● **Required task**: Would you rewrite the records as a numbered list, starting at the line that contains "water above? Mark it with a dot." and ending at the end of the records, with blank lines and the pictures left out?

+++++

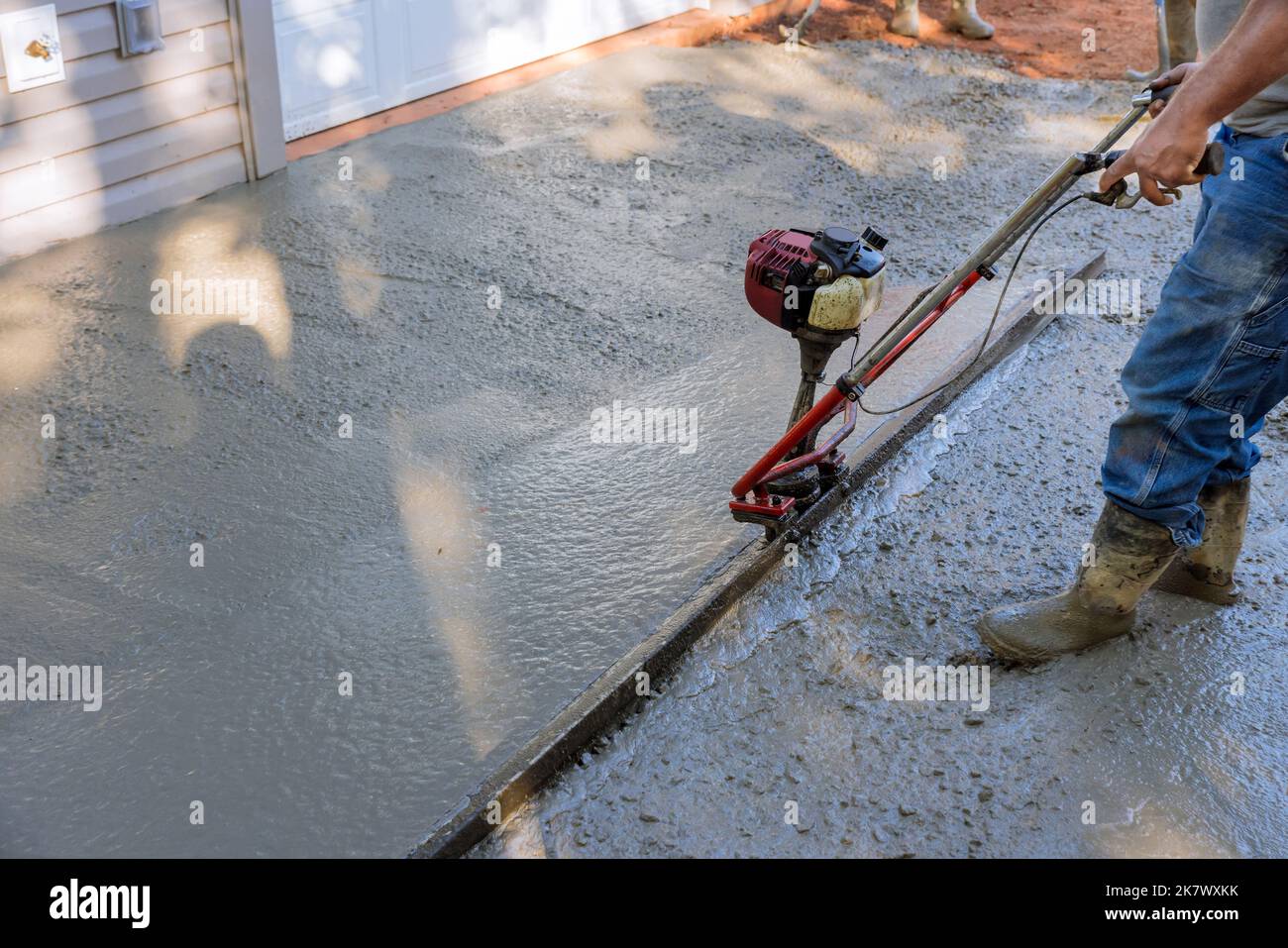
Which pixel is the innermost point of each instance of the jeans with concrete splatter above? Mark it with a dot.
(1210, 364)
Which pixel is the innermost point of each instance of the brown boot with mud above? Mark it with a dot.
(1127, 554)
(1207, 571)
(965, 20)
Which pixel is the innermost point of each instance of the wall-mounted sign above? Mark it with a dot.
(33, 54)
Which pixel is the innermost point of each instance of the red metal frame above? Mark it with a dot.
(768, 468)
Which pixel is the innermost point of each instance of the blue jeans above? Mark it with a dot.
(1211, 361)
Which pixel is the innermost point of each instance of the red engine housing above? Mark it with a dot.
(771, 261)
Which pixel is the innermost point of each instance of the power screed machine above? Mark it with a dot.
(820, 286)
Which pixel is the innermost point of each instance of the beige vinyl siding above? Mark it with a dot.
(121, 137)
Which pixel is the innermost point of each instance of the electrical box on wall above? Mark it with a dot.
(33, 54)
(140, 26)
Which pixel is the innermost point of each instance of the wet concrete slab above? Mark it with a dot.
(469, 557)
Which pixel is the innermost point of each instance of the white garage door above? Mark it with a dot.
(342, 59)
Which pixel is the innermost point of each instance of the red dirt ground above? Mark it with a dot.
(1037, 38)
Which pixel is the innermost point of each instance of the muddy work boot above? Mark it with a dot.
(964, 20)
(905, 21)
(1207, 571)
(1127, 556)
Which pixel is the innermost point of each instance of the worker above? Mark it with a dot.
(961, 20)
(1210, 364)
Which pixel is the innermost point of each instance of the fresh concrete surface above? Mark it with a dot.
(471, 427)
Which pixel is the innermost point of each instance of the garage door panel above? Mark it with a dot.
(329, 56)
(346, 58)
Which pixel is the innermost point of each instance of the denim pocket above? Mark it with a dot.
(1247, 363)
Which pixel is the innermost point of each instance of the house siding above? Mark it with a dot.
(123, 137)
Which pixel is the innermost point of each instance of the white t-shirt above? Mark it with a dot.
(1266, 112)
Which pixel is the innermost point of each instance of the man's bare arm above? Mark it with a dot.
(1253, 55)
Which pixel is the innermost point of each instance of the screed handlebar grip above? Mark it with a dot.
(1211, 162)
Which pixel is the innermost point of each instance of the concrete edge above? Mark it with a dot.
(612, 695)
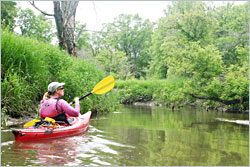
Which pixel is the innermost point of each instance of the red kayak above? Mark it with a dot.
(78, 125)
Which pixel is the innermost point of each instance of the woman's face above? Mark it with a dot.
(60, 91)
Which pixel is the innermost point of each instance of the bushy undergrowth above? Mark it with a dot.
(28, 66)
(167, 92)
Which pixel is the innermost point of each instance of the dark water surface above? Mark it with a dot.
(140, 136)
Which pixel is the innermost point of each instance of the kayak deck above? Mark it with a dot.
(78, 125)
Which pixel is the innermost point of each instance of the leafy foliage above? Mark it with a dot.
(8, 14)
(28, 66)
(35, 26)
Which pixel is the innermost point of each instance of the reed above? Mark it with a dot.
(28, 66)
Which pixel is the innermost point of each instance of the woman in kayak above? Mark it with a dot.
(53, 107)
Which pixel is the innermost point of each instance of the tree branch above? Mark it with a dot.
(79, 33)
(227, 102)
(33, 4)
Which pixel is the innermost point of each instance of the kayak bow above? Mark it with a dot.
(78, 125)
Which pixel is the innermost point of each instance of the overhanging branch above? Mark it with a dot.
(227, 102)
(33, 4)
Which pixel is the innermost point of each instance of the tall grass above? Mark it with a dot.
(28, 66)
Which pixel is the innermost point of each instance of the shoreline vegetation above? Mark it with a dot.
(29, 65)
(195, 55)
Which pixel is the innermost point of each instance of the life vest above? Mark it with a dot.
(52, 106)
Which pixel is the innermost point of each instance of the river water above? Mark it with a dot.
(140, 136)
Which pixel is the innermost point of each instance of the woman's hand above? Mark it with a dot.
(76, 99)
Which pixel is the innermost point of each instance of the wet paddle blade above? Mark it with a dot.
(30, 123)
(104, 86)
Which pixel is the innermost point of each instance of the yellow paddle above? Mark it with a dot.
(102, 87)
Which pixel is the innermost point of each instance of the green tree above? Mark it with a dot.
(233, 30)
(35, 26)
(131, 35)
(114, 63)
(8, 14)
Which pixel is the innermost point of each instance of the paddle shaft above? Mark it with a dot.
(82, 98)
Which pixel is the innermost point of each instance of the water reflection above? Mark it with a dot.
(140, 136)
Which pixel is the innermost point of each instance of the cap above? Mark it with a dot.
(54, 85)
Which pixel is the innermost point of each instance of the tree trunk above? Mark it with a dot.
(64, 13)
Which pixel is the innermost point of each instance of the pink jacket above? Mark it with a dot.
(48, 108)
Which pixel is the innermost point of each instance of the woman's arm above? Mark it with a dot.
(65, 107)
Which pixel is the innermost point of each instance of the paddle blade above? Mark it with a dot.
(104, 85)
(30, 123)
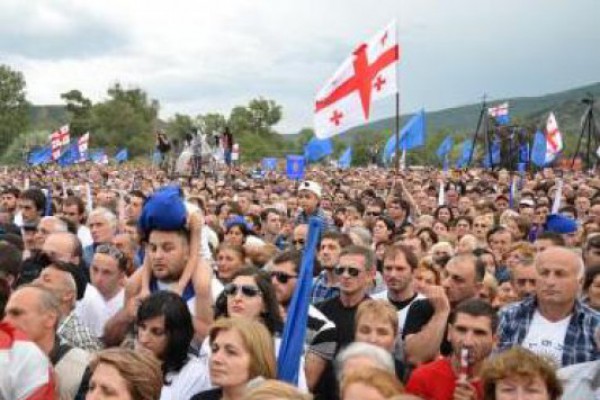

+++++

● **Result for this exercise**:
1. Which pixel is the innermost point of each instance of the river water above? Mark it with a dot.
2. (140, 136)
3. Which pixel is the innermost point of each instance of the woman's hand above? Mark it with a dot.
4. (76, 99)
5. Which pixel is the innermost point of each instance of the wet paddle blade above? Mark it with a dot.
6. (30, 123)
7. (104, 86)
8. Which pixel is the innermost point of each instance of the yellow paddle above? Mark it with a dot.
9. (102, 87)
10. Which pixel is the innermost point of each instance of the green tree above? Mark it with a dot.
11. (233, 30)
12. (35, 26)
13. (131, 35)
14. (114, 63)
15. (8, 14)
16. Which pixel is the innermost point of each instance of the paddle shaft above? Mark it with a dot.
17. (82, 98)
18. Which pixel is the innermost point of each instance of the water reflection above? Mark it with a dot.
19. (140, 136)
20. Which pixel is the innermost point of each instance of the cap above? Mark it with a dot.
21. (54, 85)
22. Which pixel is the innermost point of each instance of the tree trunk above? Mark it with a dot.
23. (64, 13)
24. Which pixel is the innermost point of each instance of the pink jacket above? Mark it with a dot.
25. (48, 108)
26. Which pixel is the innermost point of each instance of the woman's arm above? Mark it with a dot.
27. (65, 107)
28. Which pixel is the innermost point of each instance of the paddle blade above? Mark it with a dot.
29. (104, 85)
30. (30, 123)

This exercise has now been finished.